§ **本文抜粋**
ここ数年の間、内縁の夫と実母によって子供が虐待死する事件を数え切れない程に見聞きしました。再び起きてしまいました。

虐待死した島崎奈桜さん(小学1年生)に暴行を加えて死に至らしめた疑いで母親の内縁の夫たる倉田凱容疑者、及び容体悪化後に医療機関を受診させなかった保護責任者遺棄致死の疑いで母親たる島崎みなみ容疑者が逮捕されました。


 愛知県犬山市の小学1年の女児を暴行し死亡させたとして、同県警は18日、傷害致死の疑いで、母親の内縁の夫である会社員倉田凱(32)=犬山市上野=を、けがを負った女児を放置したとして保護責任者遺棄致死の疑いで、母親のパート島崎みなみ(33)=同=の両容疑者を逮捕した。県警は虐待の疑いもあるとみて、倉田容疑者らが暴行した経緯や頻度などを詳しく調べる。

逮捕容疑では、5月24日午後8時40分~同25日午前7時40分ごろ、倉田容疑者は自宅で島崎奈桜さん(7)に何らかの方法で暴行を加えて内臓に損傷を負わせ、死亡させたとされる。島崎容疑者は奈桜さんが暴行を受けて体調不良を訴えたにもかかわらず、医療機関を受診させるなど必要な措置をとらずに放置し、死亡させたとされる。

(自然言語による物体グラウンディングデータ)
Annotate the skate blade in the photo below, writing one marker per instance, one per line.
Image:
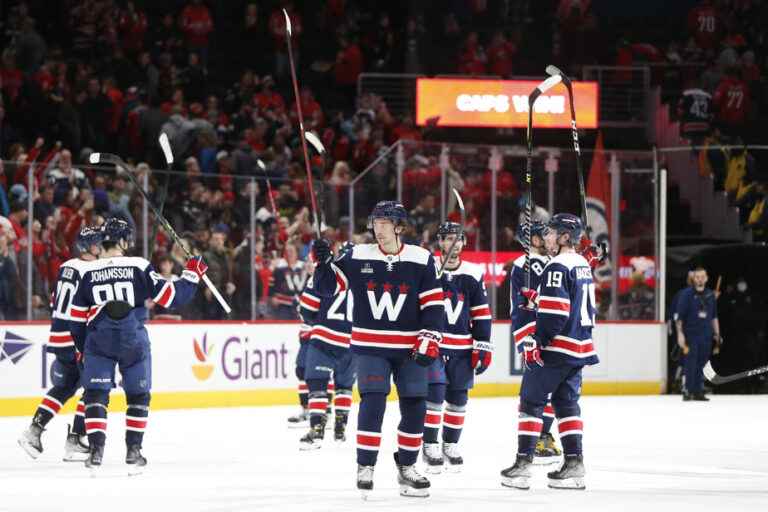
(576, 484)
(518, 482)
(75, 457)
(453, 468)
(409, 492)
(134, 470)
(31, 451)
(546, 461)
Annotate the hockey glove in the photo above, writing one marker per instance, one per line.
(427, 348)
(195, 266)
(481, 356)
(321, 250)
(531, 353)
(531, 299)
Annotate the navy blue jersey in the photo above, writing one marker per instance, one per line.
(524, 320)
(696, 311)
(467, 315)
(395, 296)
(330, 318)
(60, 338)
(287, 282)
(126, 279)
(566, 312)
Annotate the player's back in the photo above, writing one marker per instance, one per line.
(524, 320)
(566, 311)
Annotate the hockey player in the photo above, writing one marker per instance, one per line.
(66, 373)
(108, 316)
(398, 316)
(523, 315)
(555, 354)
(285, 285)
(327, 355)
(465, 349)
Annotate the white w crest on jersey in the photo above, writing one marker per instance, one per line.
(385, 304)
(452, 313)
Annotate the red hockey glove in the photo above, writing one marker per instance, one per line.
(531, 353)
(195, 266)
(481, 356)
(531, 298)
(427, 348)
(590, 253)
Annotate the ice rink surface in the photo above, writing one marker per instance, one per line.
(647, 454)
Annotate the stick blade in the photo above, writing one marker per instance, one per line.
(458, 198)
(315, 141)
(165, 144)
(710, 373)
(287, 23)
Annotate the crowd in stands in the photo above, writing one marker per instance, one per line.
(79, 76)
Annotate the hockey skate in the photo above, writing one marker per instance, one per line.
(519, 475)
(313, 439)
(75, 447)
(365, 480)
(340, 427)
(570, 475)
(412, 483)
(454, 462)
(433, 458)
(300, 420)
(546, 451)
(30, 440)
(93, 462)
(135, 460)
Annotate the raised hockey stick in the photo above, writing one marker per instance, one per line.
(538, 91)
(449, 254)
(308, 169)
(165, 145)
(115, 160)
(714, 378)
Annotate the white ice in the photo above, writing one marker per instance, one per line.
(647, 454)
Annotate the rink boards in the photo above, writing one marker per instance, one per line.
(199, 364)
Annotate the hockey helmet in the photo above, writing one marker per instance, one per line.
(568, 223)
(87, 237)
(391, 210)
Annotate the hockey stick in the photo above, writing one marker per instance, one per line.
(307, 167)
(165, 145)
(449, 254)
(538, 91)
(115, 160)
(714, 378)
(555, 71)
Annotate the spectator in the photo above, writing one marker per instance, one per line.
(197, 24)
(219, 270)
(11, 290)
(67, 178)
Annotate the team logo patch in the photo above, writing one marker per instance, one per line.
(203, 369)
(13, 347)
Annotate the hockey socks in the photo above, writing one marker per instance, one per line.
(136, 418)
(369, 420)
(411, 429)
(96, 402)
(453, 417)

§ **課題内容**
虐待死事件の本文から、「愛知県犬山市の小学1年の女児」という語句を含む箇所で始まり「緯や頻度などを詳しく調べる。」で終わる部分を、一字一句変えずに引用せよ。

§ **解答**
愛知県犬山市の小学1年の女児を暴行し死亡させたとして、同県警は18日、傷害致死の疑いで、母親の内縁の夫である会社員倉田凱(32)=犬山市上野=を、けがを負った女児を放置したとして保護責任者遺棄致死の疑いで、母親のパート島崎みなみ(33)=同=の両容疑者を逮捕した。県警は虐待の疑いもあるとみて、倉田容疑者らが暴行した経緯や頻度などを詳しく調べる。